■ What you have to do
Transcribe all of the data below word for word, leaving out the pictures.

================================

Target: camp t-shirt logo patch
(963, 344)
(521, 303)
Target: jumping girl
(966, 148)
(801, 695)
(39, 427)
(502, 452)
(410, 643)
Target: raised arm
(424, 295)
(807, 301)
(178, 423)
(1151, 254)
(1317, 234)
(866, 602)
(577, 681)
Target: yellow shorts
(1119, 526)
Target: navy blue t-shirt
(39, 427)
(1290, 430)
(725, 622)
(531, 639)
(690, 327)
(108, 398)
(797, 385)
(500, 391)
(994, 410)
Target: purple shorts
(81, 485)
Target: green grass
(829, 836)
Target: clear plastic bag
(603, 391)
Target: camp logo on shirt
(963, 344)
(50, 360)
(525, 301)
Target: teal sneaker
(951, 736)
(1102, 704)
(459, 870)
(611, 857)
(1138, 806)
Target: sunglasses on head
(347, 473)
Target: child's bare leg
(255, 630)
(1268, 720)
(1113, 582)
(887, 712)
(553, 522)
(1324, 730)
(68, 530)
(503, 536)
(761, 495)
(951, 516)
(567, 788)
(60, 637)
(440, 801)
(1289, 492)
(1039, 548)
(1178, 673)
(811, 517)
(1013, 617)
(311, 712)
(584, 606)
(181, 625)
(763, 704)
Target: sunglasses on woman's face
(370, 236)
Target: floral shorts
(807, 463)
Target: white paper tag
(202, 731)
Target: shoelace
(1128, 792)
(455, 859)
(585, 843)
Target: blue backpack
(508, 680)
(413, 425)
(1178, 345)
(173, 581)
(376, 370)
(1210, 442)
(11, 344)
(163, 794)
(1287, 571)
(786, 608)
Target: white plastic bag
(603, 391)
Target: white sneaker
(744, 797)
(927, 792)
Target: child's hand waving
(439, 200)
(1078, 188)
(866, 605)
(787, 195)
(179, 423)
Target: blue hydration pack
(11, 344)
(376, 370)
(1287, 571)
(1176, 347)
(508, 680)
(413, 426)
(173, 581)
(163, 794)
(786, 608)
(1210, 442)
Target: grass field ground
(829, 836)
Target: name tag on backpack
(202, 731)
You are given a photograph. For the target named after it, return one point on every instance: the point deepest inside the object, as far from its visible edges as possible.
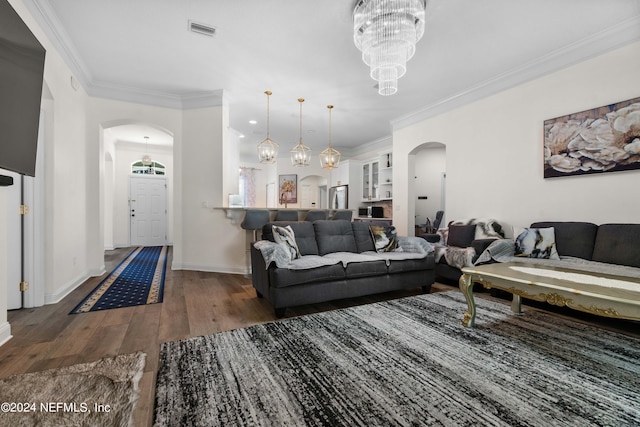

================================

■ Solution for this problem
Target: camp t-shirt logo patch
(963, 344)
(521, 303)
Target: jumping girl
(966, 148)
(801, 695)
(39, 427)
(502, 452)
(410, 643)
Target: raised arm
(424, 295)
(807, 301)
(178, 423)
(1151, 254)
(1317, 234)
(866, 602)
(577, 681)
Target: yellow shorts
(1119, 526)
Target: navy blue t-shirt
(39, 427)
(1290, 430)
(725, 622)
(531, 639)
(690, 327)
(108, 398)
(797, 385)
(500, 391)
(994, 410)
Target: purple shorts
(81, 485)
Target: green grass
(829, 836)
Target: clear plastic bag
(603, 391)
Target: camp logo on shirt
(963, 344)
(50, 360)
(525, 301)
Target: teal sneaker
(951, 736)
(1102, 704)
(459, 870)
(611, 857)
(1138, 806)
Target: sunglasses on head
(347, 473)
Target: child's bare leg
(255, 630)
(1268, 720)
(1113, 582)
(887, 712)
(553, 522)
(1324, 730)
(68, 530)
(503, 536)
(761, 495)
(951, 516)
(567, 788)
(60, 637)
(440, 801)
(1289, 492)
(1039, 548)
(1178, 673)
(811, 517)
(1013, 617)
(311, 712)
(584, 606)
(181, 625)
(763, 704)
Target: sunglasses on woman's face
(370, 236)
Target: floral shorts
(807, 463)
Target: white paper tag
(202, 731)
Target: shoelace
(1128, 792)
(455, 859)
(585, 843)
Target: blue backpack
(508, 680)
(413, 425)
(1178, 345)
(173, 581)
(376, 370)
(1210, 442)
(11, 344)
(163, 794)
(1287, 571)
(786, 608)
Target: white plastic bag
(603, 391)
Target: white sneaker
(744, 797)
(927, 792)
Target: child's hand waving
(439, 200)
(1078, 188)
(866, 605)
(787, 195)
(179, 423)
Target: blue hydration pack
(11, 344)
(376, 370)
(1287, 571)
(1176, 347)
(508, 680)
(413, 426)
(173, 581)
(163, 794)
(786, 608)
(1210, 442)
Target: grass field ground
(829, 836)
Target: name tag on backpack
(202, 731)
You are given a photograph. For the target named after it, return one point on every instance: the point deepest inside the object, as far from its visible edges as possible.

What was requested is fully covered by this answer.